───── Text excerpt
BRIEF DESCRIPTION OF THE DRAWINGS
[0033] The subject matter which is regarded as the invention is
particularly pointed out and distinctly claimed in the claims at
the conclusion of the specification. The foregoing and other
objects, features, and advantages of the invention are apparent
from the following detailed description taken in conjunction with
the accompanying drawings in which:
[0034] FIG. 1 shows the logical part of the circuit that can be
used to change a memorization subsystem without perturbing the
computer.
[0035] FIG. 2 comprising FIG. 2A and FIG. 2B, illustrates read and
write path macros that are used to detect, localize and correct
failing bits.
[0036] FIG. 3 illustrates the power supply circuit associated to
the circuit presented in FIG. 1.
[0037] FIG. 4 shows the logical part of the circuit implementing
the present invention.
[0038] FIG. 5 illustrates the power supply circuit optionally
associated to the circuit presented in FIG. 4.
[0039] FIG. 6 shows the main steps of the algorithm that
illustrates the method of the present invention.
[0040] FIG. 7 shows a memory system that illustrates the way to
extend the amount of memory when using the present invention.
BEST MODE FOR CARRYING OUT THE INVENTION
[0041] According to the invention, the words to be stored are split
up into sub-words that are stored in different memorization
subsystems, independent and removable. Thus, the first sub-word is
stored in a first memorization subsystem, the second sub-word is
stored in a second memorization subsystem and so on.
[0042] The preferred embodiment of the present invention concerns
the use of memorization subsystems, e.g. standard DIMMs, referred
to as memory cards for sake of clarity, to store 64 bits words.
Nevertheless, it is to be understood that the present invention can
be put in use with whatever kind of independent and removable
memory to store any length words.
[0043] Using the present invention to store 64 bits words, ten
memory cards containing memory chips able to store r bytes are
required. The first eight memory cards are used to store the data
bytes while the last two memory cards are used to store the BEC
bytes.
──────────
───── Extracted information
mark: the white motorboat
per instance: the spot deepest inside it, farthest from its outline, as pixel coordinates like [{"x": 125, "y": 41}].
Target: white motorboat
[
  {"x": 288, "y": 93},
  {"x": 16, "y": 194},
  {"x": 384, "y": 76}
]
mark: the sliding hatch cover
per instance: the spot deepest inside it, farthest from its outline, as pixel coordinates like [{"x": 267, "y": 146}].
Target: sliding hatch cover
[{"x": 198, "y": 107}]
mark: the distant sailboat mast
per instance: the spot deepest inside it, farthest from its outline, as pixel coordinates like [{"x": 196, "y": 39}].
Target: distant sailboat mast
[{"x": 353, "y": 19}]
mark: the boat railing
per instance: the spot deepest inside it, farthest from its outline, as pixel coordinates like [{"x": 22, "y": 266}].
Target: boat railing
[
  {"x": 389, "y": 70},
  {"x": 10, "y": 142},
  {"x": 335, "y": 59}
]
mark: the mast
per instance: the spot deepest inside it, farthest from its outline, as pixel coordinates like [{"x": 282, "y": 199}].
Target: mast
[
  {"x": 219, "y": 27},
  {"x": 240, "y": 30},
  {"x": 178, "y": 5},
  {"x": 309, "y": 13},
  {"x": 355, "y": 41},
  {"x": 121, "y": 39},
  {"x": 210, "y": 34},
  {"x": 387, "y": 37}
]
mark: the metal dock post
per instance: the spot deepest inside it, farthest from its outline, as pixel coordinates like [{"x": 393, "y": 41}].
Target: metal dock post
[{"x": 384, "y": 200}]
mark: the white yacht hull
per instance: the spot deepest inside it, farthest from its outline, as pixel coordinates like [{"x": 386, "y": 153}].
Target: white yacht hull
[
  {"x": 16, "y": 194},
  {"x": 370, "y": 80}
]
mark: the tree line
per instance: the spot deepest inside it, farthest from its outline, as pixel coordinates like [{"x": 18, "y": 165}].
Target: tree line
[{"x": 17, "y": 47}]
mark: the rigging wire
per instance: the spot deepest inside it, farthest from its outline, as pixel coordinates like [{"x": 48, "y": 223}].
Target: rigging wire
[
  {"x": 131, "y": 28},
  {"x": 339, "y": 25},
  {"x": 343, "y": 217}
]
──────────
Supply the next part of the patent description on splitting stored words across removable memory cards, picking up right after its last sentence.

▸ **Reply to the task**
[0044] FIG. 1 shows the logical parts of the circuit implementing
the present invention that allows to replace a failing memory card
without perturbing the computer. As mentioned above, this circuit
comprises ten memory cards 100-1 to 100-10. The data input/output
buses of the memory chips contained within each memory card are
connected together to create the data input/output buses 110-1 to
110-10 that form a global data input/output bus 115 connected to
the memory controller 120. The memory controller 120 is also
connected to BYTE_Select bus 125, address bus 130,
Memory_Card_Select bus 135 and Bus_Insulation bus 140 that are
connected to bus-switch components 145-1 to 145-10. Each of these
bus-switch components is associated to one memory card to provide
or not signals carried by BYTE_Select, address and
Memory_Card_Select buses depending upon the signal carried by
Bus_Insulation bus. Memory controller 120 contained write path and
read path functions (150 and 160 respectively) that are connected
to the data input/output bus 115. Write path function is connected
to the standard data input bus 170 and read path function is
connected to the standard data output bus 180. Memory controller
120 is connected to control bus 190. Buses 170, 180 and 190 are
standard buses to connect a memory controller to a computer.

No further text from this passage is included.